- _WORK TASK 1_:
Copy the article on Nato and the EU's popularity word for word from "And Nato might" to "various polling companies.".
- _WORK TASK 2_:
Carry on the article on Nato and the EU's popularity from the point where it stops.

Yet the government proposes change. Allies have long nudged Ireland to do more, noting that democratic Europe has enemies who might not exempt a “neutral” state from their menaces. (Subsea cables near the Irish coast are candidates for sabotage.) And while Nato membership isn’t even a remote prospect, Ireland has signed up to a new co-operation scheme with the alliance.

In fact, Ireland, where support for EU membership amounts to a near consensus, is a good spot from which to observe one of the under-told stories in the world: the resilience of the west’s two most important institutions. Having been diagnosed “brain-dead” in 2019 by no less an eminence than the president of France, Nato is now wider, in that Sweden and Finland have joined, and deeper, in that member states are spending more on defence. Some are even mulling the revival of conscription. Whatever is missing from the alliance that convenes in Washington this week — a vigorous US president, for example — it isn’t a raison d’être. The Kremlin has seen to that.

And Nato might be the second most resilient Brussels-headquartered entity. A fact has got lost amid the (warranted) panic about Rassemblement National, Alternative for Germany and other nationalist movements. The EU is popular. And has become more so in recent times. Readers who find this implausible should take it up with various polling companies.

According to YouGov last month, a referendum on membership would result in a crushing Remain win in each of the large EU democracies. German support for Leave is 18 per cent. In Spain, it is in the single digits. Eurobarometer, a pan-continental pulse check, finds that 74 per cent of respondents now “feel” like citizens of the EU, against 25 per cent who don’t. Those numbers were 59 and 40 around a decade ago. The Pew Research Center reports that supermajorities think well of the EU throughout Europe (save Greece) and as far afield as South Korea, having not always done so.

Survey after confounding survey reveals the same trend: a reputational slump for the EU in the mid-2010s, amid the sovereign debt crises, then a recovery to remarkable highs ever since. It explains some odd twists of events in national politics. To get as far as she has, which isn’t far enough to govern France, Marine Le Pen had to soften her line on Europe. The Italian premier, Giorgia Meloni, has been constructive with an EU that some expected her to fight. The return of Donald Tusk as Poland’s leader happened, in part, because his predecessors’ tiffs with Brussels sat ill with a pro-EU electorate. Across the continent, lots of voters with ultraconservative instincts on immigration, crime, net zero and, yes, Brussels, balk at EU exit, or anything close to it.

- _DATA BLOCK_:

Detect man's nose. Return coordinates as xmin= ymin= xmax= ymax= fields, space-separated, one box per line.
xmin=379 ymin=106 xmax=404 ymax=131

- _YOUR RESPONSE 1_:
And Nato might be the second most resilient Brussels-headquartered entity. A fact has got lost amid the (warranted) panic about Rassemblement National, Alternative for Germany and other nationalist movements. The EU is popular. And has become more so in recent times. Readers who find this implausible should take it up with various polling companies.

- _YOUR RESPONSE 2_:
None of this assures the EU a serene future, or even a future. While populists didn’t sweep the European parliament elections last month, they did well enough to intensify their spoiling role. If a hard-right president leads France from 2027, he or she could wreck the EU as we know it without ever proposing Frexit. (Just as Donald Trump could undermine Nato without taking the US out of it.) In the end, though, all institutions rest on public confidence. And the idea of an existential crisis for the EU on that front is much harder to stand up now than it was circa 2015, whatever the surge of anti-establishment politics since then. Because, in Britain, someone who is nationalist in general will be anti-EU in particular, the Anglo-American intelligentsia tends to assume the same of Europeans. In fact, millions are able to decouple the two things.

Brexit helped. If Nato owes its second life to Russia, the EU is forever in Britain’s debt. Its great adventure of 2016 has gone badly enough to discourage the rest of Europe from even entertaining the same idea. Apart from its co-authorship of the single market in the 1980s, Brexit stands out as the UK’s kindest service to the European project. (Both happened under the Tories, which will gall that party to a degree that no landslide election defeat ever could.) What a parting gift. And how true, on such different levels, when Brussels says: “You shouldn’t have.”